• _What you need to do_
Convert every line of the listing below into a JSON list of strings, with one string per line and blank lines omitted.

# START OF Provided data

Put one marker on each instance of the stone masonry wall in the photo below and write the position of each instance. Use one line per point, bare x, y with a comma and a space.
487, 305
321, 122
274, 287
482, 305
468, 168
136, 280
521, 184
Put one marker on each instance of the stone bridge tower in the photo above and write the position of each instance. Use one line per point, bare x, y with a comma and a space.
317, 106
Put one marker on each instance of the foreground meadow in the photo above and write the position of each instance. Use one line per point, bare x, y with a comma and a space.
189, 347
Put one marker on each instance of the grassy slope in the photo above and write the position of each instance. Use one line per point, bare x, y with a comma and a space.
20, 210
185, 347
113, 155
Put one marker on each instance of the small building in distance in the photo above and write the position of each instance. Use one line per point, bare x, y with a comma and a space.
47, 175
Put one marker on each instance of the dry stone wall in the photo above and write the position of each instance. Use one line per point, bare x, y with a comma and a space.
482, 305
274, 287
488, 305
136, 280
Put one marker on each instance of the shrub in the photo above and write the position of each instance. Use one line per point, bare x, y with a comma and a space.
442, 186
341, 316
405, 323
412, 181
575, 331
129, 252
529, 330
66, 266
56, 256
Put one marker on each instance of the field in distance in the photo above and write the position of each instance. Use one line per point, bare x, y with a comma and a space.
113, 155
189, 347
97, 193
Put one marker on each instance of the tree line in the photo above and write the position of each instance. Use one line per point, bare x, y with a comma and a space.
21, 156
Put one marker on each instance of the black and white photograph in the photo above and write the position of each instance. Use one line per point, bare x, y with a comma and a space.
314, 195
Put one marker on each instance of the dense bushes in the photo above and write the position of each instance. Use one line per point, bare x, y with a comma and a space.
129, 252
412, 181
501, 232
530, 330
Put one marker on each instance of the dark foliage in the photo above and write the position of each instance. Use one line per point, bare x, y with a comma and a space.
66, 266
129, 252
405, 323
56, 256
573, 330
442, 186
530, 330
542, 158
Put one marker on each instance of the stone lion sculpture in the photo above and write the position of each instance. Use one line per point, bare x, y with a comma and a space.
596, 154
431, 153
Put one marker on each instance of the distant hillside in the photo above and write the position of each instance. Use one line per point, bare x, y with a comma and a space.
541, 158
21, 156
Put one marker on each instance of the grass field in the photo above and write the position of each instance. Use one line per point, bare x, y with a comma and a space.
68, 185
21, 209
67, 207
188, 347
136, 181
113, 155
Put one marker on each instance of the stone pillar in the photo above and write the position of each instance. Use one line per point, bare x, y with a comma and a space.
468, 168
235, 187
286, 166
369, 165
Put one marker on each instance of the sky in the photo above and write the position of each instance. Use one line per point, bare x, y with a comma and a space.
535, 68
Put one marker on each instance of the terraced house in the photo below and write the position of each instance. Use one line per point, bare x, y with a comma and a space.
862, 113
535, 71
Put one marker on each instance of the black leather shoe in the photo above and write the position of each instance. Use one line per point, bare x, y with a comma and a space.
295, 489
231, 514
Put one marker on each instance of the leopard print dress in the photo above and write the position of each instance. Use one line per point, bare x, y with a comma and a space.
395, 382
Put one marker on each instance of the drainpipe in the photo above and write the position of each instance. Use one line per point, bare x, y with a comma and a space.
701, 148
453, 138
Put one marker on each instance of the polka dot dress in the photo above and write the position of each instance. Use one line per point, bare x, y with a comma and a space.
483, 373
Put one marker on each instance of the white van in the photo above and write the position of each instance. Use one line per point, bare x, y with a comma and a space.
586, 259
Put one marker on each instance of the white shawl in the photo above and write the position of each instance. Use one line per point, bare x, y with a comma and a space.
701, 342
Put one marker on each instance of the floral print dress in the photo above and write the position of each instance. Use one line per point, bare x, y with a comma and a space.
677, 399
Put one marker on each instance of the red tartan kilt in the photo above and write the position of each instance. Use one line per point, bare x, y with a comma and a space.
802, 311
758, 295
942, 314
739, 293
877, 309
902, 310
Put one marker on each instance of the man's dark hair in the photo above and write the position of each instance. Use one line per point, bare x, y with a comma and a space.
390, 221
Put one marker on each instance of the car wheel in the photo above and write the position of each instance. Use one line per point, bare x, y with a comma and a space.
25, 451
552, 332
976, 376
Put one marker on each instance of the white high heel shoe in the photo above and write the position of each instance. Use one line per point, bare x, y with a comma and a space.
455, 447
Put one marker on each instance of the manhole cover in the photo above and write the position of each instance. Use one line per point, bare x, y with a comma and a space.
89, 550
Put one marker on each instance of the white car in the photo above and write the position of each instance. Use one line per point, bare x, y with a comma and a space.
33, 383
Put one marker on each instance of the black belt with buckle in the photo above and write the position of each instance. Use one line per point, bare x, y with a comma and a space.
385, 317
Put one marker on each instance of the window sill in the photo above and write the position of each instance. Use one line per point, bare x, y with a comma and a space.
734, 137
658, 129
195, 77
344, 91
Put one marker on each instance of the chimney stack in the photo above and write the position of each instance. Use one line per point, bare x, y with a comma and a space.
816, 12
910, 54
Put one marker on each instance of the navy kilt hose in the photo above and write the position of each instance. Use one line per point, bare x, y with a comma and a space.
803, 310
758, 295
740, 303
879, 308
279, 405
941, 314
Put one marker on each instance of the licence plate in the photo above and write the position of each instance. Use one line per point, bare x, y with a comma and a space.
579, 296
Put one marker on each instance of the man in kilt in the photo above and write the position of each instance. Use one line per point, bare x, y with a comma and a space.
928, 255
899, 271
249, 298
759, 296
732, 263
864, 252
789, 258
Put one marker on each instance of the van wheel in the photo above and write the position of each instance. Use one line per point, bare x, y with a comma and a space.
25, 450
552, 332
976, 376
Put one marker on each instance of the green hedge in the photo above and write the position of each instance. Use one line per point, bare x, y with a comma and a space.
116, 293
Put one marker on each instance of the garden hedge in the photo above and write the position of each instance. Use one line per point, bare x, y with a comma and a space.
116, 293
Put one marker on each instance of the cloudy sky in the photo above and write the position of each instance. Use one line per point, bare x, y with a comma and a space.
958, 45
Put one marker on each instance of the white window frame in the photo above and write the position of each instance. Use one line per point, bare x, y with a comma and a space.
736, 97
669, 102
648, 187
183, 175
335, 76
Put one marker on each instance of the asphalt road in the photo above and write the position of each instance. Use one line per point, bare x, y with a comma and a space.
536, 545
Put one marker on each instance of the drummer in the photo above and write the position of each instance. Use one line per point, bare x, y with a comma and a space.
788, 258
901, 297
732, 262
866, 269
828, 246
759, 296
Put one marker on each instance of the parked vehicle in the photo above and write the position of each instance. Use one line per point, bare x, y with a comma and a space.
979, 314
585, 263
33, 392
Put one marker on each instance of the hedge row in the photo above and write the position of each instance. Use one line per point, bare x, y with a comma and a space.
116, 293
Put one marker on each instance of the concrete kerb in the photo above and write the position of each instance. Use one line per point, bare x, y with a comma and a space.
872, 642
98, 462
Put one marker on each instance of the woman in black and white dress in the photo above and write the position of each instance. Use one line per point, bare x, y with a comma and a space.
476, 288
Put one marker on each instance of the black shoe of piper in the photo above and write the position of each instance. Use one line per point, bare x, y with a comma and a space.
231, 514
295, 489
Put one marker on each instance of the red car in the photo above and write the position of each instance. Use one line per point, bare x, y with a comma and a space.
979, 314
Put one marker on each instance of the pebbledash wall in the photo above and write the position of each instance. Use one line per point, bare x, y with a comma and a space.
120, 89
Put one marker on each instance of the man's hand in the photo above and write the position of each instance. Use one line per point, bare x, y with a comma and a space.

# END OF Provided data

• _Answer_
[
  "Put one marker on each instance of the stone masonry wall in the photo below and write the position of each instance. Use one line per point, bare x, y with a comma and a space.",
  "487, 305",
  "321, 122",
  "274, 287",
  "482, 305",
  "468, 168",
  "136, 280",
  "521, 184",
  "Put one marker on each instance of the stone bridge tower in the photo above and write the position of each instance. Use one line per point, bare x, y with a comma and a space.",
  "317, 106",
  "Put one marker on each instance of the foreground meadow in the photo above and write the position of each instance. Use one line per point, bare x, y with a comma and a space.",
  "189, 347",
  "Put one marker on each instance of the grassy slope in the photo above and write the position of each instance. Use one line per point, bare x, y with a comma and a space.",
  "20, 210",
  "185, 347",
  "113, 155",
  "Put one marker on each instance of the small building in distance in the photo above and write the position of each instance. Use one line per point, bare x, y with a comma and a space.",
  "47, 175",
  "Put one marker on each instance of the dry stone wall in the photo above and write the position of each instance. Use one line per point, bare x, y with a comma and a space.",
  "482, 305",
  "274, 287",
  "488, 305",
  "136, 280",
  "Put one marker on each instance of the shrub in the photo above and write the position of each instance. Use one line per point, bare x, y with a comma and a space.",
  "442, 186",
  "341, 316",
  "405, 323",
  "412, 181",
  "575, 331",
  "129, 252",
  "529, 330",
  "66, 266",
  "56, 256",
  "Put one marker on each instance of the field in distance in the photo above and write the position of each instance. Use one line per point, bare x, y with a comma and a space.",
  "113, 155",
  "189, 347",
  "97, 193",
  "Put one marker on each instance of the tree line in the photo above and write the position of each instance. Use one line per point, bare x, y with a comma and a space.",
  "21, 156",
  "Put one marker on each instance of the black and white photograph in the photo above and write the position of each instance. Use one line per point, bare x, y with a comma and a space.",
  "314, 195",
  "Put one marker on each instance of the dense bushes in the photo above and write the position of each instance. Use one line per point, bare x, y with a comma and a space.",
  "129, 252",
  "412, 181",
  "501, 232",
  "530, 330",
  "Put one marker on each instance of the dark foliage in the photo above and write the position of each instance. Use one line per point, bare x, y with a comma and a space.",
  "66, 266",
  "129, 252",
  "405, 323",
  "56, 256",
  "573, 330",
  "442, 186",
  "530, 330",
  "542, 158",
  "Put one marker on each instance of the stone lion sculpture in the photo above and write the position of each instance. Use one line per point, bare x, y with a comma and a space.",
  "596, 154",
  "431, 153",
  "Put one marker on each instance of the distant hillside in the photo above and write the position of each instance. Use one line per point, bare x, y with a comma and a space.",
  "541, 158",
  "21, 156",
  "Put one marker on each instance of the grass field in the photo above and write the position of each instance. Use one line per point, bare x, y with a comma and a space.",
  "68, 185",
  "21, 209",
  "67, 207",
  "188, 347",
  "136, 181",
  "113, 155",
  "Put one marker on each instance of the stone pillar in the photo above and write the position of each instance. Use one line per point, bare x, y with a comma and a space.",
  "468, 168",
  "235, 187",
  "286, 166",
  "369, 165",
  "Put one marker on each instance of the sky in the photo above and write the position of each instance. Use one line per point, bare x, y with a comma and a space.",
  "535, 68",
  "Put one marker on each instance of the terraced house in the photo below and write the position of each instance. Use one line per point, bare x, y with a comma and a space.",
  "862, 113",
  "535, 71",
  "Put one marker on each instance of the black leather shoe in the photo above and write the position of each instance. Use one line per point, bare x, y with a comma and a space.",
  "295, 489",
  "231, 514",
  "Put one marker on each instance of the leopard print dress in the photo above and write the position of each instance. Use one line per point, bare x, y with a comma and a space.",
  "395, 382",
  "Put one marker on each instance of the drainpipe in the photo above and write the position of each instance. Use one line per point, bare x, y with a comma and a space.",
  "701, 148",
  "453, 138",
  "Put one marker on each instance of the polka dot dress in the photo above and write the position of each instance. Use one line per point, bare x, y with a comma and a space.",
  "483, 373",
  "Put one marker on each instance of the white van in the photo above and write the position of each instance. Use one line per point, bare x, y with a comma and a space.",
  "586, 259",
  "Put one marker on each instance of the white shawl in the photo above and write the position of each instance. Use one line per point, bare x, y with a comma and a space.",
  "701, 342",
  "Put one marker on each instance of the floral print dress in the photo above and write the position of each instance. Use one line per point, bare x, y with a comma and a space.",
  "677, 399",
  "Put one marker on each instance of the red tartan kilt in the photo above and write the position of each instance. Use one line per point, bare x, y with a comma and a space.",
  "802, 311",
  "758, 295",
  "942, 314",
  "739, 293",
  "877, 309",
  "902, 310",
  "Put one marker on each instance of the man's dark hair in the photo above and write the position of each instance. Use one line per point, bare x, y with a comma and a space.",
  "390, 221",
  "Put one marker on each instance of the car wheel in the photo above and write the position of each instance. Use one line per point, bare x, y with a comma and a space.",
  "25, 451",
  "552, 332",
  "976, 376",
  "Put one marker on each instance of the white high heel shoe in the photo above and write the position of each instance. Use one line per point, bare x, y with a comma and a space.",
  "455, 447",
  "Put one marker on each instance of the manhole cover in the photo above and write the position of each instance. Use one line per point, bare x, y with a comma and a space.",
  "89, 550",
  "Put one marker on each instance of the white car in the photo above and write the position of each instance. Use one line per point, bare x, y with a comma and a space.",
  "33, 383",
  "Put one marker on each instance of the black belt with buckle in the photo above and write the position of each instance. Use one line per point, bare x, y with a comma and a space.",
  "385, 317",
  "Put one marker on each instance of the window sill in the photo above and write the position of each instance. Use one line per point, bare x, y with a comma and a space.",
  "734, 137",
  "658, 129",
  "195, 77",
  "344, 91",
  "Put one marker on each instance of the chimney stack in the photo above and write the position of each instance. Use one line per point, bare x, y with a comma and a space.",
  "816, 12",
  "910, 54",
  "Put one marker on each instance of the navy kilt hose in the photo above and write the position of each instance. Use one line per point, bare x, y with a comma and a space.",
  "803, 310",
  "758, 295",
  "740, 303",
  "879, 308",
  "279, 405",
  "941, 314",
  "Put one marker on each instance of the licence plate in the photo above and write the position of each instance. Use one line per point, bare x, y with a comma and a space.",
  "579, 296",
  "Put one marker on each instance of the man in kilt in the photo above and write the position of each instance. Use one line per point, bare x, y with a comma and a space.",
  "928, 255",
  "899, 271",
  "249, 298",
  "759, 296",
  "732, 263",
  "864, 252",
  "789, 258",
  "Put one marker on each instance of the van wheel in the photo above and write the position of each instance. Use one line per point, bare x, y with a comma and a space.",
  "25, 450",
  "552, 332",
  "976, 376",
  "Put one marker on each instance of the green hedge in the photo above and write the position of each instance. Use one line per point, bare x, y with a comma and a space.",
  "116, 293",
  "Put one marker on each instance of the garden hedge in the photo above and write the position of each instance. Use one line per point, bare x, y with a comma and a space.",
  "116, 293",
  "Put one marker on each instance of the cloudy sky in the photo above and write the position of each instance. Use one line per point, bare x, y with a comma and a space.",
  "958, 45",
  "Put one marker on each instance of the white window frame in the photo above and write the position of each instance. Use one line per point, bare x, y with a comma and a space.",
  "736, 97",
  "669, 102",
  "648, 187",
  "183, 175",
  "335, 76",
  "Put one marker on each instance of the asphalt road in the photo above and write the position of each instance. Use one line per point, bare x, y with a comma and a space.",
  "536, 545",
  "Put one marker on each instance of the drummer in the photo above and write the position of each instance. Use one line per point, bare x, y with a comma and a space.",
  "788, 258",
  "901, 297",
  "732, 262",
  "866, 269",
  "828, 246",
  "759, 296",
  "Put one marker on each instance of the parked vehicle in the photo above and write the position of each instance. Use one line per point, bare x, y with a comma and a space.",
  "979, 314",
  "585, 263",
  "33, 392",
  "Put one marker on each instance of the hedge row in the photo above and write the position of each instance. Use one line per point, bare x, y with a comma and a space.",
  "116, 293",
  "Put one marker on each instance of the concrete kerb in the photo above and write the position of each instance. Use one line per point, bare x, y with a comma and a space.",
  "872, 642",
  "98, 462",
  "Put one marker on each instance of the woman in black and white dress in the photo above and write the position of each instance. Use one line per point, bare x, y with a comma and a space.",
  "476, 288",
  "Put one marker on each instance of the black shoe of piper in the photo above and write the position of each instance. Use one line per point, bare x, y with a comma and a space.",
  "231, 514",
  "295, 489",
  "Put one marker on each instance of the red car in the photo above and write the position of each instance. Use one line per point, bare x, y with a comma and a space.",
  "979, 314",
  "Put one marker on each instance of the pebbledash wall in the photo above and write the position of each instance. Use one line per point, bare x, y with a comma and a space.",
  "120, 89",
  "Put one marker on each instance of the man's hand in the photo above and write the position of each instance. Use one line per point, bare x, y with a comma and a space."
]